### Problem statement
Rewrite everything from the line containing "Each returned point MUST lie on the matching brown soil" down to the line containing "[[260, 385]]", both lines included, leaving the request text unchanged. Multiply each coordinate in the answers by 2.05 and round it to a whole number, rounding halves up.

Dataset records
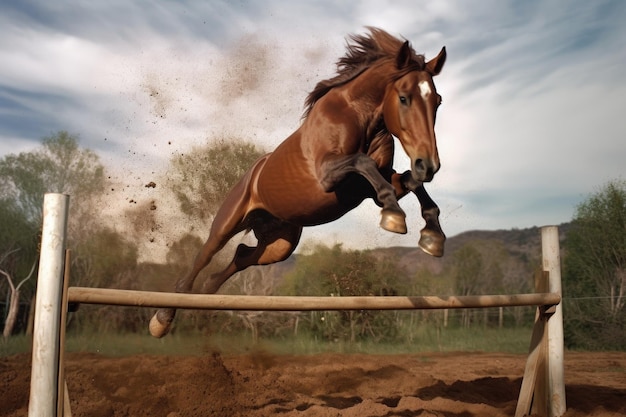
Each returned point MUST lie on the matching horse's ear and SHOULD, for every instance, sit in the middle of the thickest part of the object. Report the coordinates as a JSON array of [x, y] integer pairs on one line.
[[435, 65], [405, 55]]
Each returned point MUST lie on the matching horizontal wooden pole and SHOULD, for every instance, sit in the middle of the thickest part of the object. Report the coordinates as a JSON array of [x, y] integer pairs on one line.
[[300, 303]]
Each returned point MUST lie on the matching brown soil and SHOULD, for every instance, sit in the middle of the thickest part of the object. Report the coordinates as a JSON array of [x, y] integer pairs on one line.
[[260, 385]]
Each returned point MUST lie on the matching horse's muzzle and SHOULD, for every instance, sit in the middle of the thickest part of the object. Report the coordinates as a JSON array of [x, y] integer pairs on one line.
[[424, 169]]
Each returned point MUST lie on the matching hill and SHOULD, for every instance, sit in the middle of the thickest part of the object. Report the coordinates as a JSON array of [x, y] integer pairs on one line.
[[515, 253]]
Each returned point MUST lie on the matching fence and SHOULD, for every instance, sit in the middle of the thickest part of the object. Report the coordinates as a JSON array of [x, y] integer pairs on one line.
[[542, 391]]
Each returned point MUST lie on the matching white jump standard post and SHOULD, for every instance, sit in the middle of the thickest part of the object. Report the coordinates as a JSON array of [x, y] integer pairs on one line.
[[46, 348]]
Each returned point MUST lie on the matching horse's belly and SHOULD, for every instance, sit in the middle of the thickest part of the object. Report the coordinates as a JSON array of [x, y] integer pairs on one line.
[[288, 188]]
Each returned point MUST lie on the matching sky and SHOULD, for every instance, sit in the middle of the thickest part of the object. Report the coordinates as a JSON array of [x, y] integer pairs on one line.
[[532, 120]]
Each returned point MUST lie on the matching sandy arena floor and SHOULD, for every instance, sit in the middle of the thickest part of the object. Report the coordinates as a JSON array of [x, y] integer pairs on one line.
[[261, 385]]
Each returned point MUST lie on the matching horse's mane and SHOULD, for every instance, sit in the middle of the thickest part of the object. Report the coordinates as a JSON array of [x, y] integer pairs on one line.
[[362, 51]]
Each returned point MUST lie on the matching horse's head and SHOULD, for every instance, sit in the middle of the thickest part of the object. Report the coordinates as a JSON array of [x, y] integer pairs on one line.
[[410, 107]]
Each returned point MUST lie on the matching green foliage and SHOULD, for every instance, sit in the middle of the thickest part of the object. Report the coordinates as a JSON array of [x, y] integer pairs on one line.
[[594, 281], [59, 166], [18, 240], [333, 271], [201, 178]]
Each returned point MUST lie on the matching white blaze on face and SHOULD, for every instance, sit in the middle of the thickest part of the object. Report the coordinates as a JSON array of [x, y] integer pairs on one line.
[[425, 90]]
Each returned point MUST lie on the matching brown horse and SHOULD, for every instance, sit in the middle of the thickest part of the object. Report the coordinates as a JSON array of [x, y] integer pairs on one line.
[[341, 154]]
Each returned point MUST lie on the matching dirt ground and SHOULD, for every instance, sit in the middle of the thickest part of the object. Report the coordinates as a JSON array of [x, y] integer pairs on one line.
[[261, 385]]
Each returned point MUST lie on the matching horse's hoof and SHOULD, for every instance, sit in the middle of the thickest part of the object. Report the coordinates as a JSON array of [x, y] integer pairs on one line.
[[158, 329], [393, 222], [432, 242]]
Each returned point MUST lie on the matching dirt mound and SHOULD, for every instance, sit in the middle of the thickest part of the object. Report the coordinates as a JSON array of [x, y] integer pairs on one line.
[[260, 384]]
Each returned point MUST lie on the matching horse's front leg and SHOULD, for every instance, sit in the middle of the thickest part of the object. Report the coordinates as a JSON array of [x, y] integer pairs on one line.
[[334, 169], [432, 238]]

### Finished answer
Each returned point MUST lie on the matching brown soil and SHOULD, for every instance, sit in the middle of the thickest part of the object. Report the coordinates as a JSON array of [x, y] integer pairs on one line.
[[533, 789]]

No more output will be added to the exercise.